Restate the whole of the data below word for word, skipping the images.

Start of SUPPLIED ENTRIES

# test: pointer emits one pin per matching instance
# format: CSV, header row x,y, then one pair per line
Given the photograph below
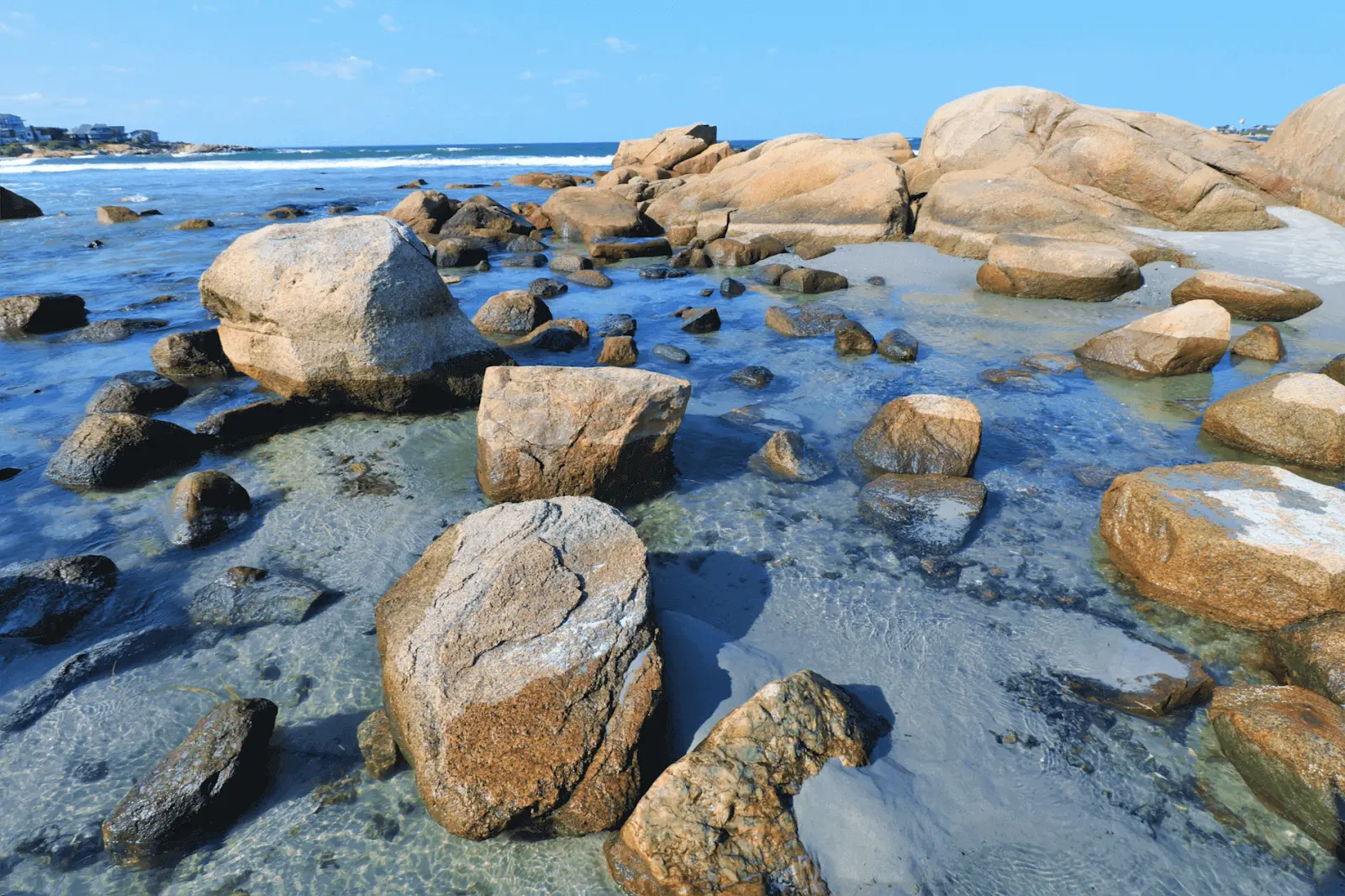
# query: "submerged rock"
x,y
544,432
114,451
1247,546
44,600
197,790
925,514
1247,298
1295,417
383,333
921,435
521,669
1189,338
721,820
1289,746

End of SUPPLIED ENTRIES

- TASK RESPONSE
# test: pointer emits one pin per matching instance
# format: CSV, header row x,y, then one pair per line
Given the photograph below
# query: "submerged rock"
x,y
544,432
114,451
1247,546
44,600
197,790
925,514
1247,298
1295,417
383,333
921,435
521,669
1189,338
721,820
1289,746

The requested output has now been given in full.